SUPPLIED TEXT:
______________________________

# Phenom II x4 955 and 1600MHz memory



## WoAnerges (Aug 20, 2009)

haeiayi aeuraeiverybodauiaai!

looks like Phenom II x4 955 got some troubles with 1600MHz memory. it is in need of overclocking, so then user can get 1600MHz memory as i understand..

so the default clock of CPU is 200x16 (3200MHz) and i gaining 1333MHz of memory with 9-9-9-24 (CL-RCD-RP-RAS) timings
but i need 1600MHz. so i tried to overclock CPU: 240x15 (3600MHz). i gained 1600MHz memory, but(!) the timings are still 9-9-9-24 (CL-RCD-RP-RAS)!  maybe someone knows how to make them switch automatilcly to 8-8-8-24 (CL-RCD-RP-RAS)? i think, i missed something in BIOS.. if i overclock my CPU to 240 (unlike 200) then timings must change by themselves? right? or not?

CPU: Phenom II x4 955
MEM: Corsair TR3X6G1600C8D
MB: MSI 790GX-G65


----------



## TheLaughingMan (Aug 20, 2009)

No, the timing on your RAM will not automatically change to a lower setting.  The RAM itself has a chip which has default "safe" timing for a variety of settings.  This is usually far more loose than need to ensure stability.  If you think your RAM will run at 1600 Mhz stable at lower setting then the chip's automatic choice, then you will have to manually set it.

Generally speaking, the higher the clock speed, the high the timing will be.

P.S. take that extra stick of RAM out.  you are running in single channel and that cuts into your RAM throughput.  Take one stick out and go with 4 GB of dual channeled ram.  That will improve your system response better than messing with the timing on the RAM.


----------



## pbmaster (Aug 20, 2009)

______________________________

PROVIDED RECORDS:

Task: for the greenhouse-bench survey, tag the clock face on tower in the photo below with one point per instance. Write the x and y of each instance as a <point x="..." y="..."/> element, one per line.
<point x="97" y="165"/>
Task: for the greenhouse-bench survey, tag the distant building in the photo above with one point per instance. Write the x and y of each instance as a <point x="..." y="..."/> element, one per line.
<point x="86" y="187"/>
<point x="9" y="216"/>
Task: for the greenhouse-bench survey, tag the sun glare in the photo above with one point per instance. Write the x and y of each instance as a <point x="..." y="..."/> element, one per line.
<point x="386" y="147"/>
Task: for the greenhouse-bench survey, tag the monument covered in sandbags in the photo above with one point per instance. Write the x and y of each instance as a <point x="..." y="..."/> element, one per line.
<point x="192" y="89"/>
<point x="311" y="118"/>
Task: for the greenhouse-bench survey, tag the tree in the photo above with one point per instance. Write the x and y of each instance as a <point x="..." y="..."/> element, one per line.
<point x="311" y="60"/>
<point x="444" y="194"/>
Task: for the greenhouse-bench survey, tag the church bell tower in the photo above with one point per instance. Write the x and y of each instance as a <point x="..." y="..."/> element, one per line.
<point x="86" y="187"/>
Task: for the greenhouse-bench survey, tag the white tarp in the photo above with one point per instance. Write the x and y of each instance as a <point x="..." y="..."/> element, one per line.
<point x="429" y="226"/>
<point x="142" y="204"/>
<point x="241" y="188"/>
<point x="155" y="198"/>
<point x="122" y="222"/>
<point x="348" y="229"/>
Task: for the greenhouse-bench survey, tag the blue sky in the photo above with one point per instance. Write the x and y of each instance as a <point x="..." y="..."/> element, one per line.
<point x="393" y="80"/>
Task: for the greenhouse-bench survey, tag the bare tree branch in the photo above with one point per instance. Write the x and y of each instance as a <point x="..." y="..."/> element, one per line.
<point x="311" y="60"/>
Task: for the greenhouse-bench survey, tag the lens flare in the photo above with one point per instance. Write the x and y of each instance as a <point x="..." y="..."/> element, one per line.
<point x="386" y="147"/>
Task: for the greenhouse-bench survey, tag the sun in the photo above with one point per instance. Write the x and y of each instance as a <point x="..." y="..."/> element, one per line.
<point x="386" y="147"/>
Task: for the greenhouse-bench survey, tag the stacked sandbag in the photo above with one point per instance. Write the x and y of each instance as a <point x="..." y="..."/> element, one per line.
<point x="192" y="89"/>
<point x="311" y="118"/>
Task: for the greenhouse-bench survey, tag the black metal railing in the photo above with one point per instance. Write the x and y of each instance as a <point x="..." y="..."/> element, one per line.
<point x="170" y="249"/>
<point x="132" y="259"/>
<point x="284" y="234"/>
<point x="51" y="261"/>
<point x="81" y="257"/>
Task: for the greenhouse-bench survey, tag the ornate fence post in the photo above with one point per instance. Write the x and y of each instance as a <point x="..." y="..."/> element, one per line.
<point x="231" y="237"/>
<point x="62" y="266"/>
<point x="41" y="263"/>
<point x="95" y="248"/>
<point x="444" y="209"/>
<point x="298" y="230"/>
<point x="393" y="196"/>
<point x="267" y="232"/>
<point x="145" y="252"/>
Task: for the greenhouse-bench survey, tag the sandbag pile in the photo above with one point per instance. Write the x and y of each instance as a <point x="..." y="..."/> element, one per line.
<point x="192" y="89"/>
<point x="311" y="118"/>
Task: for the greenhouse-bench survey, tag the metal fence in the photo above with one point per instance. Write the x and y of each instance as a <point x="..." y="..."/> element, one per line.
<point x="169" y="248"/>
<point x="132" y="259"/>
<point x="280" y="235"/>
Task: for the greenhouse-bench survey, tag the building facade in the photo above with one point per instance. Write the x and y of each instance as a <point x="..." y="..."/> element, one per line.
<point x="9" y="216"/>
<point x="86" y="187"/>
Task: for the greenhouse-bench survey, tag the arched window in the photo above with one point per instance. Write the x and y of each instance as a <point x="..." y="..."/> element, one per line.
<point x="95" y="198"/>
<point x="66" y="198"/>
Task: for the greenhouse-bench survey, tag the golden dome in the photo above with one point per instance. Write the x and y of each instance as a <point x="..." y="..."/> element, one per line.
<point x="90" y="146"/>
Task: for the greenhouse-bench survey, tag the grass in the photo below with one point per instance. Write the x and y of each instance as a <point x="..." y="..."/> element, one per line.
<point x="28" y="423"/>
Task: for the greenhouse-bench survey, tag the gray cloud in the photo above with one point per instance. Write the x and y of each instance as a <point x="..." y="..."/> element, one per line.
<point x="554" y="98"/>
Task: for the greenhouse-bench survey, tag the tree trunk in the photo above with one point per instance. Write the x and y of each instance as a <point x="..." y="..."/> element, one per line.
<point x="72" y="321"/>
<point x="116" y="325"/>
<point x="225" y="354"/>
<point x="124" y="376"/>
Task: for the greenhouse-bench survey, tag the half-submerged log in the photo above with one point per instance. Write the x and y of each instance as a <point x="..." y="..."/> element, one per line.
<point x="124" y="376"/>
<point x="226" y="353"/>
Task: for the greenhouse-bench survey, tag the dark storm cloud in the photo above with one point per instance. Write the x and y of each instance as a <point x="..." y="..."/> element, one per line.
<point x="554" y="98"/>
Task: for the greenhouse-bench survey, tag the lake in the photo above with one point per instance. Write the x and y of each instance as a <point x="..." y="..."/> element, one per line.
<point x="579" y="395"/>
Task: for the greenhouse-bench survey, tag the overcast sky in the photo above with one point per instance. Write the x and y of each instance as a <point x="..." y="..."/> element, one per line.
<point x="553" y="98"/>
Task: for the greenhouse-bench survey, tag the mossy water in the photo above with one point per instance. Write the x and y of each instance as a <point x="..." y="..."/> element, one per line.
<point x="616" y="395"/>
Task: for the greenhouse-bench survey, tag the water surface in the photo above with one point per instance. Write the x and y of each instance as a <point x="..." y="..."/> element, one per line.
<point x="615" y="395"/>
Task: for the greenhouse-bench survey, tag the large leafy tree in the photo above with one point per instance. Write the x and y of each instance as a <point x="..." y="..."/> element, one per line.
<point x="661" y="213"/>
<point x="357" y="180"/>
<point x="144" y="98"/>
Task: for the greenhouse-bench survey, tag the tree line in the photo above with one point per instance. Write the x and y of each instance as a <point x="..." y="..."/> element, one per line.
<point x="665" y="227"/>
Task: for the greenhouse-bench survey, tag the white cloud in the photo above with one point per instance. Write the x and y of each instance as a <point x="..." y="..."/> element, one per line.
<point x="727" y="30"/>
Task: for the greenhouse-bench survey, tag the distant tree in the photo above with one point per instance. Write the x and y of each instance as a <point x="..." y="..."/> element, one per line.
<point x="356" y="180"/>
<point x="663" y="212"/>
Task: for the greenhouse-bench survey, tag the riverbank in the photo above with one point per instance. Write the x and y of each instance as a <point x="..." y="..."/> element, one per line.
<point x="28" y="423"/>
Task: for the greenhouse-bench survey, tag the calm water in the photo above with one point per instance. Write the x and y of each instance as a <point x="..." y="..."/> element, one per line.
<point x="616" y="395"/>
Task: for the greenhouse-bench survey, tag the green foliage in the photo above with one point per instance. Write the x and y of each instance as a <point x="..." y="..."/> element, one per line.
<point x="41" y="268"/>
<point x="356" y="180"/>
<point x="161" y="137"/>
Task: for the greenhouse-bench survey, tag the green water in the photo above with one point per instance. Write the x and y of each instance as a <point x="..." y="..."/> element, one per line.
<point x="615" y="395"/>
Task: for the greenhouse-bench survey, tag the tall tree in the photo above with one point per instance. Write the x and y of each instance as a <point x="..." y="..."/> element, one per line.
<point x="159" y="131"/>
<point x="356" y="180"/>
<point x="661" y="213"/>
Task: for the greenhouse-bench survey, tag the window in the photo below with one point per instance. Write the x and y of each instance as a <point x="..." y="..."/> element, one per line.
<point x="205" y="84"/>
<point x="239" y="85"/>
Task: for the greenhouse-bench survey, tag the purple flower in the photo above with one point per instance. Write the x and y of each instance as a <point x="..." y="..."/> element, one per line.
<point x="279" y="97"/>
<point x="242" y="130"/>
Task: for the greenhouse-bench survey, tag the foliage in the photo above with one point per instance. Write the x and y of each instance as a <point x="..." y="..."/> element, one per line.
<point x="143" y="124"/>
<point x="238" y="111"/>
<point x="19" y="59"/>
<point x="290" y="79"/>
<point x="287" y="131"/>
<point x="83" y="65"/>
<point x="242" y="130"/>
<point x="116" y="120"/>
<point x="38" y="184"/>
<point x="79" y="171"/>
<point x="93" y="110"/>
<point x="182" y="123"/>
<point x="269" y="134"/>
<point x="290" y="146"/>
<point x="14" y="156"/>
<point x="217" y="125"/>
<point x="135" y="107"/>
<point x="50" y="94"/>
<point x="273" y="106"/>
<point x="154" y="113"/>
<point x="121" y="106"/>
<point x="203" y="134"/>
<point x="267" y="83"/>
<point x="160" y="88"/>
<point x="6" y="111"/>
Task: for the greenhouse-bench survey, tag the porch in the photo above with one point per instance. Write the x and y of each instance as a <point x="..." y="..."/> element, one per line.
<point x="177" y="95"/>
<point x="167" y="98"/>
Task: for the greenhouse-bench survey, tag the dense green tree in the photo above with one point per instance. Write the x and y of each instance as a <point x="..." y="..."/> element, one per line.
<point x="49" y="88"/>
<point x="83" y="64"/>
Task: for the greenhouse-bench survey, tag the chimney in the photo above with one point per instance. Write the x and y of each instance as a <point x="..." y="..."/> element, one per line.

______________________________

EXERCISE INSTRUCTIONS:
1 – Revise the forum thread starting with "P.S. take that" and going on through "pbmaster (Aug 20, 2009)", putting "8 GB" in place of "4 GB".
2 – Decide whether each statement agrees with the forum thread, and answer yes or no with the deciding words quoted: (a) The default CPU clock is 200x16 (3200MHz). (b) The reply says the RAM timings will switch to a lower setting on their own. (c) The motherboard is an MSI 790GX-G65.
The entries have no connection to the forum thread.

ANSWERS FOR THE TASKS:
1 –
P.S. take that extra stick of RAM out.  you are running in single channel and that cuts into your RAM throughput.  Take one stick out and go with 8 GB of dual channeled ram.  That will improve your system response better than messing with the timing on the RAM.


----------



## pbmaster (Aug 20, 2009)

2 –
(a) Yes: "so the default clock of CPU is 200x16 (3200MHz)"
(b) No: "No, the timing on your RAM will not automatically change to a lower setting."
(c) Yes: "MB: MSI 790GX-G65"